● **WHAT YOU SHOULD DO**
Update the greenhouse text from the words "Interior Layout: Staging, Benches, and" up to and including "knocking plants over).", so that "planters" replaces "grow bags".

====== GIVEN PASSAGE ======

Interior Layout: Staging, Benches, and Floor Space
A well-organised greenhouse produces 30–40% more than one where everything sits on the floor. Greenhouse staging gives you working-height space for seed trays and young plants, and the area underneath is perfect for storing pots, overwintering tubers, or growing shade-tolerant crops.
I'd suggest staging along one side and leaving the other side for border planting or grow bags. If your greenhouse is 8ft wide or more, you can run staging down both sides with a central path of at least 60cm (anything narrower and you'll be constantly knocking plants over).
🔧 Matt's Growing Tip: The Staging Mistake Everyone Makes
I see this all the time: customers fill their greenhouse with staging, then wonder why they can't grow tomatoes or cucumbers properly. These tall, vining crops need floor-level grow bags or border soil, not staging. My advice: use staging for no more than 50% of your floor space. Leave at least one side clear for your main summer crops. You'll thank yourself in June when your tomato plants are 1.5 metres tall and need room to breathe.
Temperature and Ventilation Control
Getting temperature right is the single biggest factor in greenhouse growing success. Most greenhouse crops grow best between 18–24°C during the day and 10–15°C at night. Go above 27°C and you'll see blossom drop on tomatoes, bolting in lettuce, and wilting in cucumbers. Go below 5°C and tender seedlings will die.
Understanding Greenhouse Temperatures by Season
| Season | Daytime Target | Night-time Target | Action Required |
|---|---|---|---|
| Early Spring (Feb–Mar) | 12–18°C | 5–10°C | Heat overnight, ventilate on sunny afternoons |
| Late Spring (Apr–May) | 18–24°C | 10–14°C | Open vents by mid-morning, close before dusk |
| Summer (Jun–Aug) | 20–27°C max | 14–18°C | Full ventilation, shading, damp down floors |
| Early Autumn (Sep–Oct) | 15–22°C | 8–12°C | Reduce ventilation, remove shading |
| Late Autumn (Nov) | 8–15°C | 3–7°C | Insulate with bubble wrap, start heating |
| Winter (Dec–Jan) | 5–10°C | 2–5°C (frost-free) | Heating and insulation, minimal ventilation |
A good min/max thermometer costs under £10 and is the best investment you'll make. Check it daily and keep a simple log — after a few weeks, you'll know exactly how your greenhouse behaves in different weather.

====== DATA FOR ANALYSIS ======

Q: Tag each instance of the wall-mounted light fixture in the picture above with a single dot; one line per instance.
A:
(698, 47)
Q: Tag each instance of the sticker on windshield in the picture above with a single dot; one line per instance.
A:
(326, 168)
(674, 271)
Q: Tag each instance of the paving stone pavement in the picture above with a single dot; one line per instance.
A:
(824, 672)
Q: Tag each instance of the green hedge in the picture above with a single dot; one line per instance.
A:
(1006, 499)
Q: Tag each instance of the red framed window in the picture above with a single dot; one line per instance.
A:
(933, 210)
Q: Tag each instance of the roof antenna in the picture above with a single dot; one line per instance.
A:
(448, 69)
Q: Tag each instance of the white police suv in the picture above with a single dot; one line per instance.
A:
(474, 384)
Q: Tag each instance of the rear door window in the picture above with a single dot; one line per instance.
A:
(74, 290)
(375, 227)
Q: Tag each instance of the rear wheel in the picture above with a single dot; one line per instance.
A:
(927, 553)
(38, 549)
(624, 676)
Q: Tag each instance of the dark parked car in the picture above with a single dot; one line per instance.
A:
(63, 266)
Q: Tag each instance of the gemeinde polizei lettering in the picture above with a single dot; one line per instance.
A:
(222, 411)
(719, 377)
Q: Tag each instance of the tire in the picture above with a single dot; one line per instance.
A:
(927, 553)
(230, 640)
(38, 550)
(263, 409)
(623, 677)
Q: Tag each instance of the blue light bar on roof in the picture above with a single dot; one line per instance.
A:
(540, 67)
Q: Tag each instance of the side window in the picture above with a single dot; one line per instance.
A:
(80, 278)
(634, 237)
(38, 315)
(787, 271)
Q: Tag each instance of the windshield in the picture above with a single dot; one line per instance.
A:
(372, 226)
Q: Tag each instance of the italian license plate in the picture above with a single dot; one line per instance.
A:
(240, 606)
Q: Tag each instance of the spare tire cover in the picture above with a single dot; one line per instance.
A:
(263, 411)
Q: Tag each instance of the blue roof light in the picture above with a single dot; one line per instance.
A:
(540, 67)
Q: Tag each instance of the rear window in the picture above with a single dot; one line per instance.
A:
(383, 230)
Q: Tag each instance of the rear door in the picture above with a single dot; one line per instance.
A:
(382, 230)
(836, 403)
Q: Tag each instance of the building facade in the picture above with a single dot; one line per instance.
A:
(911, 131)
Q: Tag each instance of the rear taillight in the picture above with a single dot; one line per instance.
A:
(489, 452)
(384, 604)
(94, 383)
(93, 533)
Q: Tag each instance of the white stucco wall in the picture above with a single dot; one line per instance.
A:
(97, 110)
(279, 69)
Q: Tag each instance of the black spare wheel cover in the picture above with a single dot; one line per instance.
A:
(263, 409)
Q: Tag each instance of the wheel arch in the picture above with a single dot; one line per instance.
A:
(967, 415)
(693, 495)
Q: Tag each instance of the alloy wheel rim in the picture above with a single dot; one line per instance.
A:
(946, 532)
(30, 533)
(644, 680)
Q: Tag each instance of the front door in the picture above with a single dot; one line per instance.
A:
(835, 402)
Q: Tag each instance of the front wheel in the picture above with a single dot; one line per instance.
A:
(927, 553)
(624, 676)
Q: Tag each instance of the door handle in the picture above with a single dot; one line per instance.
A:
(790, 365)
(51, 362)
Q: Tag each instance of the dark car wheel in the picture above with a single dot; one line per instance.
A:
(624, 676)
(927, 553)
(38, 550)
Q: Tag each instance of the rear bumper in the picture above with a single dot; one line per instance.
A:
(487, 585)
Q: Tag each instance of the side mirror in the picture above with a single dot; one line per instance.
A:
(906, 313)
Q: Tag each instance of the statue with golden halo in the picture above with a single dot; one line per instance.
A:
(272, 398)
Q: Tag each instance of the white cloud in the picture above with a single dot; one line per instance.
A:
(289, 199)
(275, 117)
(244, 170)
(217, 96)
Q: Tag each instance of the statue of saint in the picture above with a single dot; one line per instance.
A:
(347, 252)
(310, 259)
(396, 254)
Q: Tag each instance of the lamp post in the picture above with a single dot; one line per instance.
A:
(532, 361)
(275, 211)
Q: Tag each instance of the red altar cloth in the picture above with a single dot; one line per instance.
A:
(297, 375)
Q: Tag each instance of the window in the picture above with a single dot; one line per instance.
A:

======

● **TASK RESPONSE**
Interior Layout: Staging, Benches, and Floor Space
A well-organised greenhouse produces 30–40% more than one where everything sits on the floor. Greenhouse staging gives you working-height space for seed trays and young plants, and the area underneath is perfect for storing pots, overwintering tubers, or growing shade-tolerant crops.
I'd suggest staging along one side and leaving the other side for border planting or planters. If your greenhouse is 8ft wide or more, you can run staging down both sides with a central path of at least 60cm (anything narrower and you'll be constantly knocking plants over).